▶ [INPUT DATA]:
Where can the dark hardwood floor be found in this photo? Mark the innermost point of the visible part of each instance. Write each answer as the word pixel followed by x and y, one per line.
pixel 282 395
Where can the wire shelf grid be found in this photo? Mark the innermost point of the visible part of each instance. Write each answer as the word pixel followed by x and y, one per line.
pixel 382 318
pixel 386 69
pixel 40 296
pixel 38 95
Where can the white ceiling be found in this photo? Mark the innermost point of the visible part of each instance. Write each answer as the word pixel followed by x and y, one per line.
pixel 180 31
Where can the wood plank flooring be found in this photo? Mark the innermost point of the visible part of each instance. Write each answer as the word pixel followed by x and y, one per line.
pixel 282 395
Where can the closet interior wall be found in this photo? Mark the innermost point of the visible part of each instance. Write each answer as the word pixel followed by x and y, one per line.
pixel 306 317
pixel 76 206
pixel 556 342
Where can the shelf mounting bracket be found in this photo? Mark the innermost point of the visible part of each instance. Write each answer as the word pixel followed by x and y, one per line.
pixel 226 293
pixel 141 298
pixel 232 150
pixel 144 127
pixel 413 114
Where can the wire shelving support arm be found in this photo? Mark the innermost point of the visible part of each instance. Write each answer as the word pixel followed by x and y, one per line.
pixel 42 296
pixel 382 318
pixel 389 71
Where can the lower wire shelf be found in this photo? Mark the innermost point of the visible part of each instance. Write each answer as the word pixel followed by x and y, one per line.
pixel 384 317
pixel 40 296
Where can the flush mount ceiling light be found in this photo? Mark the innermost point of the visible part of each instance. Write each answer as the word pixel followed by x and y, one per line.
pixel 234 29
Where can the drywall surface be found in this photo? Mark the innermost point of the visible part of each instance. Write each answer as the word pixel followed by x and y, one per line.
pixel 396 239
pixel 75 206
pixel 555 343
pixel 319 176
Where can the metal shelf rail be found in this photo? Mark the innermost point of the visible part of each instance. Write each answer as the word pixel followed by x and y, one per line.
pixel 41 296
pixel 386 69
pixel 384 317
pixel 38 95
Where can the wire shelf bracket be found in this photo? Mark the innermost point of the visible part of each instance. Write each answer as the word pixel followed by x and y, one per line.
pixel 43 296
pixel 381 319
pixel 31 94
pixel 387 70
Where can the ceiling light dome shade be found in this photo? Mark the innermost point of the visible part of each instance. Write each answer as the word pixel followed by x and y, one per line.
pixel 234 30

▶ [GIVEN REQUEST]: Retype the entire listing above verbatim, from its first line through its last.

▶ [OUTPUT FOR THIS TASK]:
Where can the dark hardwood floor be found in this photo? Mark the innermost point of the visible part of each instance. Write each answer as the word pixel followed by x and y, one per line.
pixel 282 395
Where can the wire shelf grid be found in this photo? Mark the innermost point of the visible part of each instance. Write each answer as the word pixel followed by x and y, one per line.
pixel 382 318
pixel 386 69
pixel 40 296
pixel 38 95
Where can the white ceiling be found in this photo? Mark the innermost point of the visible part of each instance. Write each answer as the word pixel followed by x and y, one per line.
pixel 180 31
Where can the wood plank flooring be found in this photo? Mark the innermost point of the visible part of each instance. Write each answer as the word pixel followed by x and y, one per line.
pixel 282 395
Where can the closet interior wall be found in this photo? Mark the innermost point of the visible part of each instance. Write each answer as the word pixel followed by x and y, one per line.
pixel 306 317
pixel 76 206
pixel 556 342
Where can the shelf mounting bracket be found in this photo? Mark the innermost point of the visible part of each instance. Write each answer as the word pixel followed by x and y, one per line.
pixel 226 293
pixel 141 298
pixel 232 150
pixel 144 127
pixel 413 114
Where can the wire shelving support arm be found in this photo? Mark the innermost point of the visible part of each instance. Write each answer as the word pixel followed by x and y, one per line.
pixel 42 296
pixel 382 318
pixel 389 71
Where can the lower wire shelf be found in this photo? Mark the innermost point of the visible part of each instance. Write each answer as the word pixel followed by x and y, one per line.
pixel 384 317
pixel 40 296
Where can the flush mount ceiling light be found in this photo? Mark the innermost point of the visible part of each instance. Write each answer as the word pixel followed by x and y, one per line.
pixel 234 29
Where can the drywall surface be found in this photo? Mark the innermost point of the visible part of each instance. Write each answer as the word pixel followed by x and y, one per line.
pixel 396 239
pixel 75 206
pixel 555 343
pixel 319 176
Where can the metal shelf rail be found in this photo? Mark the innermost point of the visible part of each instance. Write each answer as the word pixel followed by x and y, one per line.
pixel 41 296
pixel 386 69
pixel 384 317
pixel 38 95
Where can the wire shelf bracket be found in this photo? Mark the innermost point of the visible part of each instance. Write each answer as the word pixel followed by x and y, one per line.
pixel 43 296
pixel 381 319
pixel 31 94
pixel 387 70
Where can the ceiling light dome shade be found in this photo? Mark the innermost point of the visible part of each instance. Write each answer as the word pixel followed by x and y, one per line.
pixel 234 30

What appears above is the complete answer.